TASK OBJECTIVE>
Pictures stay out of your copy, but everything else in the records below must be repeated exactly.

** Opening MATERIAL TO PROCESS block **

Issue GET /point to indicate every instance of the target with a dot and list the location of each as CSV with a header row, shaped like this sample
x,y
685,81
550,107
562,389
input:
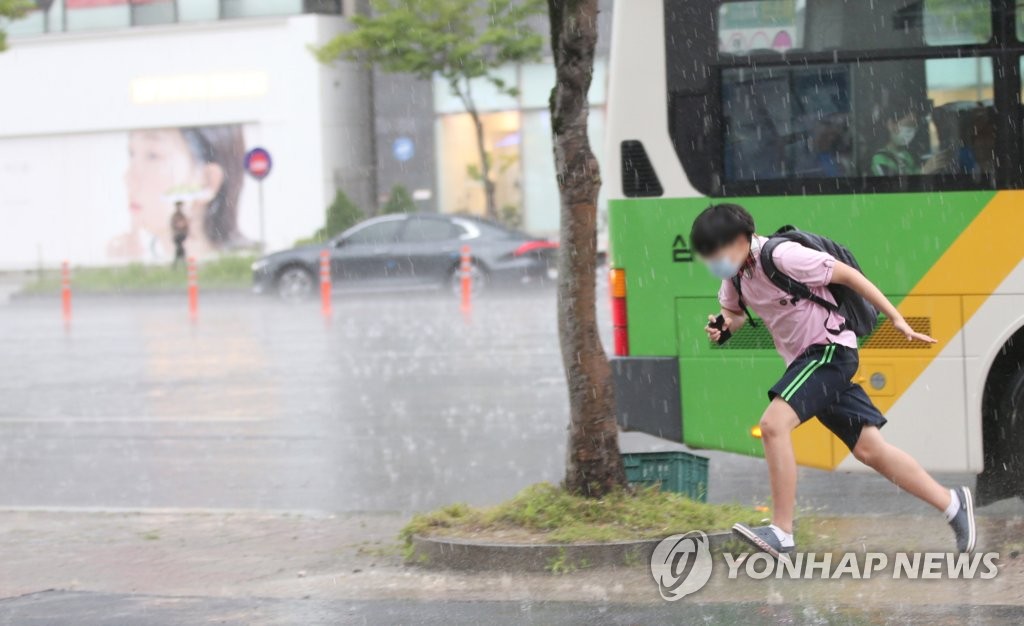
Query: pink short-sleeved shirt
x,y
795,327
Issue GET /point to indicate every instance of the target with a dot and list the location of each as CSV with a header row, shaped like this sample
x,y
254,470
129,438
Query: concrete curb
x,y
467,555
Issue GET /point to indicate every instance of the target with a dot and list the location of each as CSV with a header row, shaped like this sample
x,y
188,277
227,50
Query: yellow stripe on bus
x,y
977,262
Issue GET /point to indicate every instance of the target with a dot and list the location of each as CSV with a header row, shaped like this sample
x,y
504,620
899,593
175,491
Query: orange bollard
x,y
466,274
193,290
66,291
326,284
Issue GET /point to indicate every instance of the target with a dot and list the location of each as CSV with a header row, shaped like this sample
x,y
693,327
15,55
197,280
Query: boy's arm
x,y
734,321
845,275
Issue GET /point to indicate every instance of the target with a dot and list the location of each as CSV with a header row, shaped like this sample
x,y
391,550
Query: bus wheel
x,y
1012,414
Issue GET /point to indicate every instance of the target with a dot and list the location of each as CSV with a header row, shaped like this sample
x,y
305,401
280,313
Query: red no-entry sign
x,y
258,163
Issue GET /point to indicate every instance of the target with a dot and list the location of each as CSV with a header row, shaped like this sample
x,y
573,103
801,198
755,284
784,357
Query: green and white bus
x,y
893,126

** Closing MATERIAL TO PROCESS block **

WRITTEN SOLUTION>
Issue GET /point to indicate every instance of the target with a dot and list the location of each as CSV with a header row, shaped like this sample
x,y
685,81
550,107
562,389
input:
Query: pink short-sleeved shirt
x,y
795,327
Issue GET /point to indicate every instance of the target with a dot and list the location of each as CSV with a header row, shaped like this sample
x,y
254,470
129,438
Query: concrete curb
x,y
467,555
Issue GET /point to indicate every instance of the target with a dot and list the location of each as CSV with a header row, shaped like this sample
x,y
188,277
227,50
Query: yellow stripe on bus
x,y
977,262
Issue GET /point to indicate every instance of the target with a dot and list the location of each as CSV with a header row, shaped like this sample
x,y
504,620
899,593
175,491
Query: orange bollard
x,y
466,274
193,290
66,291
326,284
Issue GET /point to indicate every instance of the target with a dot and list the location of each as CSV with a header row, shaped like this sample
x,y
693,327
15,55
197,280
Query: boy's arm
x,y
734,321
845,275
Issue GET /point to indicate every instance of the target with a dot and list the location of each as CSV with a header row, shaped like this sample
x,y
391,550
Query: bus wheel
x,y
1012,414
Issue GET /point to indicate every instance of the target with a dot and list the location of each as CSV with a header row, shaped like this sample
x,y
305,401
280,313
Query: red no-entry sign
x,y
258,163
Issue GET /point to indicate every instance of the target with a dot and list the location of each as CSV with a header row, shaped like this sample
x,y
573,103
801,198
755,284
784,357
Query: green and white bus
x,y
893,126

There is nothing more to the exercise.